### Verilen metin

++++

| 
 
  
 
 
 
 
 
 
 |  |                                                                   
	Ekrem Hayri Peker
	
	
	   
	
	
	Çocukluğumuzun, gençliğimizin sihirli dünyaları. 
	Kasabaya gelen flimlerden sonra eğlenebildiğimiz tek dünya. Bizi eğlendirmek 
	için o ışıltılı dünyayı kuranlar sanki başka dünyadan geliyorlardı. Işıl 
	ışıl bu dünyanın ömrü bir haftayla sınırlıydı. 
	     Panayırların bir kaç bin yıllık bir gelenek 
	olduğunu söyleyebiliriz. İlk Çağdan beri süregelen bu gelenek göçebelerin 
	yetiştirdikleri hayvanları satmak için getirdikleri pazaryerlerinde oluşmuş.

++++

Etiketli bölge kayıtları

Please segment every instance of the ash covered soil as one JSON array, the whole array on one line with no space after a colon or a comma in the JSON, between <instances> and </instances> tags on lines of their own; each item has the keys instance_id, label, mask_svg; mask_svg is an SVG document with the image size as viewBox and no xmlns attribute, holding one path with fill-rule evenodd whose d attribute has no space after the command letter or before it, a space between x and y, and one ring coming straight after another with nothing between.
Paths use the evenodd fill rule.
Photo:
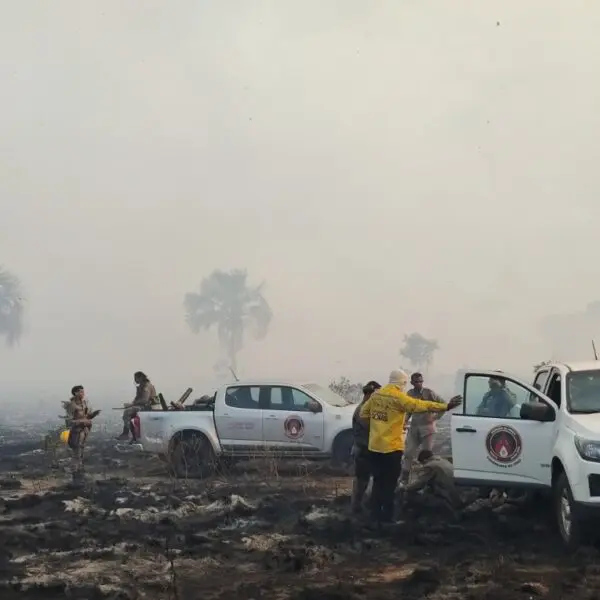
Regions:
<instances>
[{"instance_id":1,"label":"ash covered soil","mask_svg":"<svg viewBox=\"0 0 600 600\"><path fill-rule=\"evenodd\" d=\"M3 600L599 596L597 550L566 554L540 505L478 501L453 524L407 510L377 530L350 517L351 479L325 464L178 481L94 438L89 481L74 488L39 442L4 442Z\"/></svg>"}]
</instances>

++++

### Görevin amacı
Panayırlar hakkındaki metne göre bu gelenek nerede oluşmuş?

### Çalışma çıktısı
Göçebelerin yetiştirdikleri hayvanları satmak için getirdikleri pazaryerlerinde.